### TASK OBJECTIVE
Everything from the first line of the entries below through the line holding "negative clicks: (146, 585)" must be printed exactly as written.

### ENTRIES PROVIDED
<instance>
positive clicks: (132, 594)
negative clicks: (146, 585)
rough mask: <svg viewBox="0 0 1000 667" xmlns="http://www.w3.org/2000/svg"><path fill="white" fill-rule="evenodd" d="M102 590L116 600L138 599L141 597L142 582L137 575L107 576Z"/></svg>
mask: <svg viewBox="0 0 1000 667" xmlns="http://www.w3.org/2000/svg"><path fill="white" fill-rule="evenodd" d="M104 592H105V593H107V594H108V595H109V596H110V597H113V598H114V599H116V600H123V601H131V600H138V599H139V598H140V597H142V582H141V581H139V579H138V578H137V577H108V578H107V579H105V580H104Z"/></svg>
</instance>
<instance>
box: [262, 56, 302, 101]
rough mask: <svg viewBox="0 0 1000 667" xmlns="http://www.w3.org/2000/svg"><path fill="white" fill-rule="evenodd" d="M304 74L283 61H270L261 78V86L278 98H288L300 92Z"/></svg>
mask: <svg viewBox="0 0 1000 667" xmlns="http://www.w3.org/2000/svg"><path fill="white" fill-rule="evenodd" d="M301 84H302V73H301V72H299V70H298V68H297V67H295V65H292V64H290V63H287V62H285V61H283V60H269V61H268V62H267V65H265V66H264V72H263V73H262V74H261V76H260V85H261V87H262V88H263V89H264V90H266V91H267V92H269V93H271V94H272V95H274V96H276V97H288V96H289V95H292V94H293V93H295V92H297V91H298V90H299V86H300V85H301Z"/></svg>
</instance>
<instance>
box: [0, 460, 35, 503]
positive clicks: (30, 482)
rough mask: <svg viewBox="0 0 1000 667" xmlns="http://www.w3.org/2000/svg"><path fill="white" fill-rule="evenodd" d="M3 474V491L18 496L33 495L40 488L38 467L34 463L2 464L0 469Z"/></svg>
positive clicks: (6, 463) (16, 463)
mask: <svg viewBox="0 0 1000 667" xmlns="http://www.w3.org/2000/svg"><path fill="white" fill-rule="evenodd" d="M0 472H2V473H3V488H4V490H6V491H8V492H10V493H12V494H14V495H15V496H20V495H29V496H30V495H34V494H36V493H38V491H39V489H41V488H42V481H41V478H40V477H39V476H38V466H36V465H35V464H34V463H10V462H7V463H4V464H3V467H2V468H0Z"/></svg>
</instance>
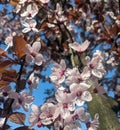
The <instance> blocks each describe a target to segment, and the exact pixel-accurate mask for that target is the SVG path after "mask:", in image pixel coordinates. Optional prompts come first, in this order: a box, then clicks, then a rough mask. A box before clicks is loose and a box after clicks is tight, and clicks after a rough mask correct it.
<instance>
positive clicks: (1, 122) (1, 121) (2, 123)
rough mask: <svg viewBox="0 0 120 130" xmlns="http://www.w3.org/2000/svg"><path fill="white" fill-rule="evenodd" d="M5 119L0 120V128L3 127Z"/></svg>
mask: <svg viewBox="0 0 120 130" xmlns="http://www.w3.org/2000/svg"><path fill="white" fill-rule="evenodd" d="M5 119H6V118H0V128H2V127H3V125H4V122H5Z"/></svg>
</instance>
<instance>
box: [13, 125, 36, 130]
mask: <svg viewBox="0 0 120 130" xmlns="http://www.w3.org/2000/svg"><path fill="white" fill-rule="evenodd" d="M14 130H34V129H29V127H28V126H22V127H19V128H16V129H14Z"/></svg>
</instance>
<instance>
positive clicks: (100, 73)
mask: <svg viewBox="0 0 120 130" xmlns="http://www.w3.org/2000/svg"><path fill="white" fill-rule="evenodd" d="M92 74H93V75H94V76H95V77H97V78H100V79H101V78H102V73H101V72H99V71H98V70H96V69H94V70H92Z"/></svg>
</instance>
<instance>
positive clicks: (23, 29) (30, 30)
mask: <svg viewBox="0 0 120 130" xmlns="http://www.w3.org/2000/svg"><path fill="white" fill-rule="evenodd" d="M29 31H31V28H24V29H23V30H22V32H23V33H27V32H29Z"/></svg>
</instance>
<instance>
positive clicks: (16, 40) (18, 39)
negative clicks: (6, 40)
mask: <svg viewBox="0 0 120 130" xmlns="http://www.w3.org/2000/svg"><path fill="white" fill-rule="evenodd" d="M13 43H14V44H13V48H14V51H15V54H16V56H17V57H18V58H19V59H21V58H22V57H23V56H25V54H26V53H25V51H24V47H25V45H26V44H27V42H26V41H25V40H24V39H23V38H22V37H20V36H14V37H13Z"/></svg>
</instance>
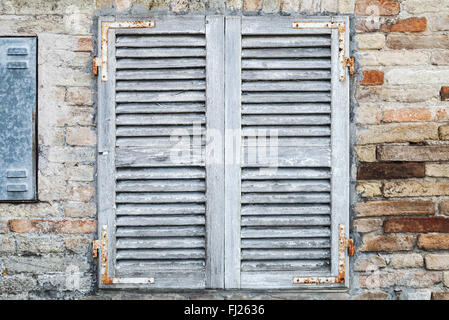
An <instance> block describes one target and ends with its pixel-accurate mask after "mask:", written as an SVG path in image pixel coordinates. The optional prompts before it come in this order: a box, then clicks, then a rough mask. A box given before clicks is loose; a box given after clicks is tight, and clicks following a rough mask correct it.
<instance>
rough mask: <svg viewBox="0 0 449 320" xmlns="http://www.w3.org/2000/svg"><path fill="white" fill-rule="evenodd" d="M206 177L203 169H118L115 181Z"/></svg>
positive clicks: (197, 168)
mask: <svg viewBox="0 0 449 320" xmlns="http://www.w3.org/2000/svg"><path fill="white" fill-rule="evenodd" d="M205 177H206V172H205V171H204V168H191V167H190V168H151V169H145V168H144V169H118V170H117V172H116V179H117V180H140V179H152V180H154V179H178V180H180V179H201V178H205Z"/></svg>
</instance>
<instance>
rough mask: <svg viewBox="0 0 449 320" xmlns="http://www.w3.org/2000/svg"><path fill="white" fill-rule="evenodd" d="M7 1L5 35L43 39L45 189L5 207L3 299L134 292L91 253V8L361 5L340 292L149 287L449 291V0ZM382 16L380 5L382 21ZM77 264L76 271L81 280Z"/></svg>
mask: <svg viewBox="0 0 449 320" xmlns="http://www.w3.org/2000/svg"><path fill="white" fill-rule="evenodd" d="M0 3H1V4H0V35H1V36H14V35H37V36H38V39H39V42H38V43H39V88H38V89H39V108H38V110H39V119H38V130H39V172H38V177H39V178H38V183H39V187H38V190H39V191H38V192H39V199H40V201H39V202H38V203H32V204H6V203H3V204H0V299H9V298H34V299H38V298H80V297H83V296H87V297H90V296H92V295H100V296H101V297H102V298H106V299H109V298H118V297H123V296H124V295H126V294H124V293H120V292H116V293H105V292H98V291H97V289H96V288H97V284H96V281H97V280H96V261H95V260H93V259H92V257H91V256H92V245H91V241H92V239H94V238H95V237H96V205H95V203H96V199H95V150H96V126H95V123H96V109H95V108H96V106H95V81H96V79H95V78H94V77H93V76H92V75H91V62H92V56H93V42H95V41H92V40H93V37H94V36H95V31H94V30H95V28H96V26H95V19H94V17H95V16H98V15H103V14H117V13H119V14H132V13H140V14H142V13H146V12H148V11H153V12H154V11H157V12H167V13H168V12H175V13H191V12H194V13H206V12H207V13H212V12H220V13H226V12H227V13H230V12H231V13H237V14H240V13H241V12H242V11H243V12H244V14H296V13H301V14H312V15H327V14H345V15H350V16H351V21H352V40H353V41H352V43H353V44H352V47H353V51H354V52H353V55H354V56H355V57H356V61H357V75H356V76H355V77H354V80H353V84H352V91H353V95H354V97H353V102H352V107H351V108H352V112H353V115H354V117H353V131H354V137H353V141H354V148H353V149H354V164H353V167H354V174H353V181H354V182H355V186H354V188H353V189H354V190H353V203H354V210H353V212H351V217H352V221H353V223H352V228H351V232H352V233H353V236H354V237H355V240H356V249H357V250H356V251H357V252H356V256H355V257H354V258H351V270H352V272H351V289H350V290H349V291H348V292H344V293H341V292H340V293H307V294H306V293H285V294H282V293H267V292H265V293H260V292H259V293H235V292H230V293H226V292H224V293H205V294H198V293H195V294H193V293H192V294H188V293H185V294H163V295H160V294H159V295H144V296H139V297H141V298H154V297H156V298H192V299H195V298H199V297H209V298H212V297H218V298H235V297H243V298H251V297H256V296H257V297H258V298H260V297H263V298H287V299H329V298H337V299H419V298H421V299H430V298H431V297H433V298H434V299H444V298H446V299H449V293H448V292H449V162H448V161H449V143H448V142H449V105H448V102H447V101H448V100H449V87H448V86H449V78H448V74H449V35H448V31H449V1H448V0H428V1H421V0H399V1H390V0H357V1H355V0H338V1H337V0H335V1H333V0H321V1H320V0H302V1H301V0H244V1H242V0H229V1H227V2H225V1H223V0H210V1H202V0H196V1H188V0H173V1H170V0H114V1H112V0H97V1H94V0H71V1H68V0H36V1H16V0H3V1H0ZM373 5H374V7H373ZM373 8H374V9H373ZM373 10H374V11H373ZM372 13H375V14H378V15H379V16H378V17H377V16H375V17H374V19H373V18H372V17H370V15H371V14H372ZM74 274H76V275H79V276H80V283H79V285H77V286H76V287H77V288H78V289H77V290H74V287H73V283H72V282H71V281H72V280H73V279H72V278H71V276H72V275H74ZM133 297H137V296H133Z"/></svg>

### WRITTEN ANSWER
<instance>
positive clicks: (132, 594)
negative clicks: (146, 585)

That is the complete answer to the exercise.